Prompt → Find the line with "task: draw the outline of each instance of the smiling", then retype it and each later line through the last, exactly. Leave out pictures.

(Dataset items)
■ ■ ■

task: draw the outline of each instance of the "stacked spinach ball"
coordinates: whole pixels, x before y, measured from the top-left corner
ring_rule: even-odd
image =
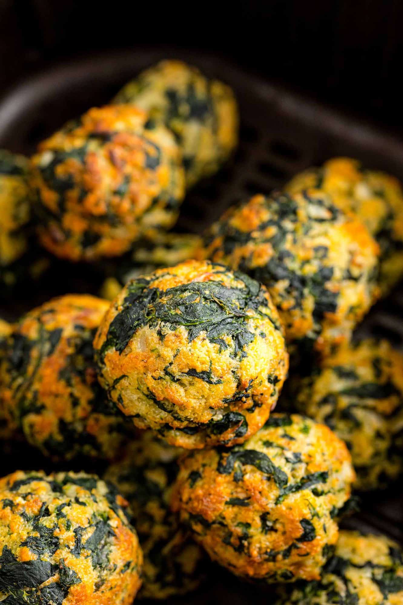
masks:
[[[183,595],[205,551],[272,585],[277,605],[402,602],[399,547],[339,531],[352,489],[403,468],[403,358],[352,340],[402,274],[401,186],[335,159],[203,240],[168,232],[238,128],[229,87],[163,61],[30,162],[0,152],[2,293],[41,273],[36,233],[55,257],[102,264],[112,301],[67,294],[0,320],[0,439],[105,479],[0,479],[5,605]],[[273,413],[287,347],[306,362],[298,414]]]
[[[106,301],[66,295],[21,318],[0,355],[0,417],[54,460],[113,459],[131,427],[97,379],[92,341]]]
[[[129,281],[94,345],[100,383],[119,410],[185,448],[240,443],[255,433],[288,368],[266,288],[209,262]]]
[[[0,479],[0,602],[131,605],[142,554],[111,486],[85,473]]]

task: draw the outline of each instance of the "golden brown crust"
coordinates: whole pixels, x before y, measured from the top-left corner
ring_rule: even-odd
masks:
[[[134,103],[174,132],[188,188],[216,172],[238,143],[238,107],[231,89],[182,61],[161,61],[142,71],[114,101]]]
[[[131,427],[99,387],[92,340],[108,303],[66,295],[24,316],[0,360],[1,407],[10,427],[55,459],[113,459]]]
[[[240,443],[267,420],[288,356],[266,289],[189,261],[129,282],[94,345],[110,397],[186,448]]]
[[[172,226],[184,195],[180,153],[162,125],[130,105],[93,108],[42,143],[31,184],[42,244],[69,260],[119,256]]]
[[[195,590],[203,577],[200,547],[169,508],[172,483],[183,450],[167,445],[151,431],[139,431],[123,459],[105,478],[129,502],[144,554],[139,598],[164,599]]]
[[[131,605],[142,553],[111,486],[85,473],[18,471],[0,480],[0,600]]]
[[[207,258],[267,287],[290,352],[329,353],[378,296],[378,244],[317,191],[255,195],[227,211],[205,241]]]
[[[355,478],[327,427],[273,414],[242,445],[180,463],[173,509],[214,560],[249,580],[319,579]]]
[[[400,605],[402,557],[401,548],[385,536],[343,530],[321,580],[279,587],[276,605]]]
[[[348,445],[355,487],[386,486],[403,470],[403,356],[386,341],[347,344],[302,381],[299,411],[325,422]]]
[[[333,203],[353,212],[368,227],[381,247],[379,283],[385,295],[401,278],[403,269],[403,189],[397,178],[367,170],[356,160],[336,157],[319,168],[297,174],[286,186],[293,194],[319,189]]]

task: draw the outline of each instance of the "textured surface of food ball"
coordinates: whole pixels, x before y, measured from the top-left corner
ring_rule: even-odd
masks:
[[[334,158],[321,168],[297,175],[286,187],[296,193],[310,188],[330,194],[336,206],[353,211],[381,247],[379,281],[385,294],[403,275],[403,190],[394,177],[367,170],[359,162]]]
[[[24,316],[7,338],[0,405],[45,455],[113,458],[133,431],[97,379],[92,341],[108,308],[94,296],[61,296]]]
[[[122,462],[110,466],[105,475],[131,506],[144,554],[140,597],[185,594],[202,580],[202,550],[170,509],[177,459],[183,452],[164,443],[151,431],[142,431]]]
[[[288,365],[266,289],[209,262],[129,282],[94,345],[101,384],[123,413],[186,448],[241,442],[255,433]]]
[[[403,470],[395,438],[403,431],[403,356],[386,341],[341,347],[295,385],[297,409],[346,442],[356,487],[384,487]]]
[[[188,186],[216,172],[237,146],[238,108],[232,91],[180,61],[162,61],[143,71],[114,101],[134,103],[174,132]]]
[[[354,479],[324,425],[273,414],[240,446],[180,460],[172,503],[210,557],[245,578],[318,580]]]
[[[107,300],[116,298],[130,280],[152,273],[159,267],[172,267],[179,263],[197,258],[202,247],[202,238],[191,233],[160,232],[135,244],[129,258],[120,259],[108,270],[113,276],[106,278],[101,288],[101,296]]]
[[[175,223],[180,153],[162,125],[129,105],[93,108],[42,143],[32,159],[39,235],[62,258],[119,256]]]
[[[320,192],[256,195],[230,208],[206,237],[206,255],[264,283],[286,338],[327,353],[376,298],[378,244]]]
[[[0,479],[0,601],[131,605],[142,554],[126,505],[94,475]]]
[[[343,530],[321,580],[279,592],[277,605],[401,605],[403,552],[384,536]]]

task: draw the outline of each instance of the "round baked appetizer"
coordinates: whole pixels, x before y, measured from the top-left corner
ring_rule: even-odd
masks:
[[[130,505],[132,522],[144,554],[139,596],[163,599],[195,590],[202,579],[202,551],[170,509],[179,471],[180,448],[167,445],[151,431],[141,431],[123,460],[105,479],[113,482]]]
[[[355,474],[324,425],[272,414],[241,445],[180,460],[172,506],[214,561],[249,580],[319,580]]]
[[[172,135],[131,105],[93,108],[42,143],[31,165],[40,241],[68,260],[123,254],[171,227],[184,195]]]
[[[237,145],[238,107],[231,89],[181,61],[162,61],[142,72],[114,102],[134,103],[172,131],[188,187],[216,172]]]
[[[296,381],[297,409],[326,423],[350,450],[355,486],[386,486],[403,470],[403,356],[386,341],[348,344]]]
[[[46,456],[113,458],[133,427],[100,388],[92,341],[107,301],[67,295],[24,315],[0,361],[0,408]]]
[[[255,433],[288,366],[266,288],[208,261],[128,282],[94,346],[100,383],[123,414],[188,448],[241,443]]]
[[[0,479],[0,602],[131,605],[143,557],[126,505],[84,473]]]
[[[206,236],[208,258],[267,286],[303,358],[348,338],[376,299],[378,253],[365,226],[317,191],[255,195]]]
[[[316,582],[280,587],[276,605],[401,605],[403,552],[385,536],[342,530]]]
[[[197,258],[202,247],[202,238],[191,233],[160,232],[151,238],[143,238],[135,245],[129,258],[119,260],[108,268],[111,275],[103,281],[101,296],[114,300],[123,286],[133,280],[152,273],[160,267],[171,267]]]
[[[312,188],[329,194],[333,203],[354,212],[381,248],[379,284],[385,295],[403,275],[403,189],[385,172],[368,170],[357,160],[337,157],[297,174],[287,184],[291,194]]]

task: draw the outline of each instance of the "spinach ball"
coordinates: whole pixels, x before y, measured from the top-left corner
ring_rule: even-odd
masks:
[[[367,225],[381,248],[379,284],[387,294],[403,275],[403,189],[399,181],[368,170],[357,160],[336,157],[297,174],[287,185],[291,194],[319,189],[333,203],[353,212]]]
[[[320,578],[355,479],[324,425],[273,414],[242,445],[180,460],[172,506],[211,558],[249,580]]]
[[[188,261],[129,281],[94,341],[102,385],[139,428],[188,448],[241,443],[266,422],[287,374],[266,288]]]
[[[130,505],[144,554],[140,598],[186,594],[197,588],[203,577],[202,551],[169,508],[177,459],[183,452],[152,431],[143,431],[105,476]]]
[[[403,471],[403,356],[386,341],[344,345],[295,391],[298,410],[347,443],[357,489],[385,487]]]
[[[0,149],[0,298],[45,272],[48,261],[33,251],[29,162]]]
[[[0,602],[131,605],[143,556],[126,505],[84,473],[0,479]]]
[[[31,165],[40,241],[70,261],[119,256],[168,229],[184,195],[172,135],[130,105],[90,110],[42,143]]]
[[[378,295],[378,244],[321,192],[255,195],[227,211],[205,244],[207,258],[267,286],[290,353],[303,358],[348,338]]]
[[[106,301],[67,295],[24,315],[0,361],[0,408],[45,456],[111,459],[128,435],[126,422],[98,383],[92,341]]]
[[[133,103],[172,131],[182,151],[188,187],[216,172],[237,145],[232,90],[181,61],[162,61],[142,71],[114,102]]]
[[[321,580],[278,592],[276,605],[401,605],[403,552],[385,536],[342,530]]]

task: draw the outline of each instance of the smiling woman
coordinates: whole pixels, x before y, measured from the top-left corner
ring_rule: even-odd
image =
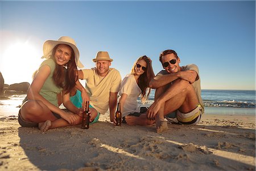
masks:
[[[42,61],[42,49],[20,41],[9,45],[3,52],[0,68],[5,83],[31,83],[32,74]]]

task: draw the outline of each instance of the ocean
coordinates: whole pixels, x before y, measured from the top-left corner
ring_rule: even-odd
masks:
[[[154,94],[155,89],[152,89],[145,104],[142,104],[138,99],[139,104],[149,106],[154,102]],[[206,114],[255,115],[255,90],[203,89],[201,96]],[[9,99],[0,100],[0,109],[5,111],[5,108],[13,108],[16,112],[25,97],[26,95],[15,95],[8,96]]]

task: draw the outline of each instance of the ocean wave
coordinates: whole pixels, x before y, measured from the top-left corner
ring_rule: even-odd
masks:
[[[251,101],[237,101],[233,100],[204,101],[204,105],[207,107],[248,108],[255,108],[255,103]]]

■ ■ ■

Complete output →
task: draw the outline of each instance of the smiling woman
coordinates: whole pixels, x before y, measured from the top-left corner
ring_rule: even-odd
image =
masks:
[[[42,61],[42,49],[20,41],[9,45],[3,52],[0,68],[5,83],[31,83],[32,74]]]

task: draw the outline of each instance of the ocean
coordinates: whole pixels, x before y, measured from the top-left corner
ring_rule: even-odd
masks:
[[[154,94],[155,89],[152,89],[145,104],[142,104],[138,99],[139,104],[149,106],[154,102]],[[206,114],[255,115],[255,90],[203,89],[201,96]],[[9,99],[0,100],[0,109],[5,111],[5,108],[13,108],[16,112],[25,97],[26,95],[15,95],[8,96]]]

task: draw the outline of each instance of the ocean wave
coordinates: whole pixels, x before y, measured from the top-left corner
ring_rule: even-odd
masks:
[[[251,101],[237,101],[233,100],[204,101],[204,105],[207,107],[248,108],[255,108],[255,103]]]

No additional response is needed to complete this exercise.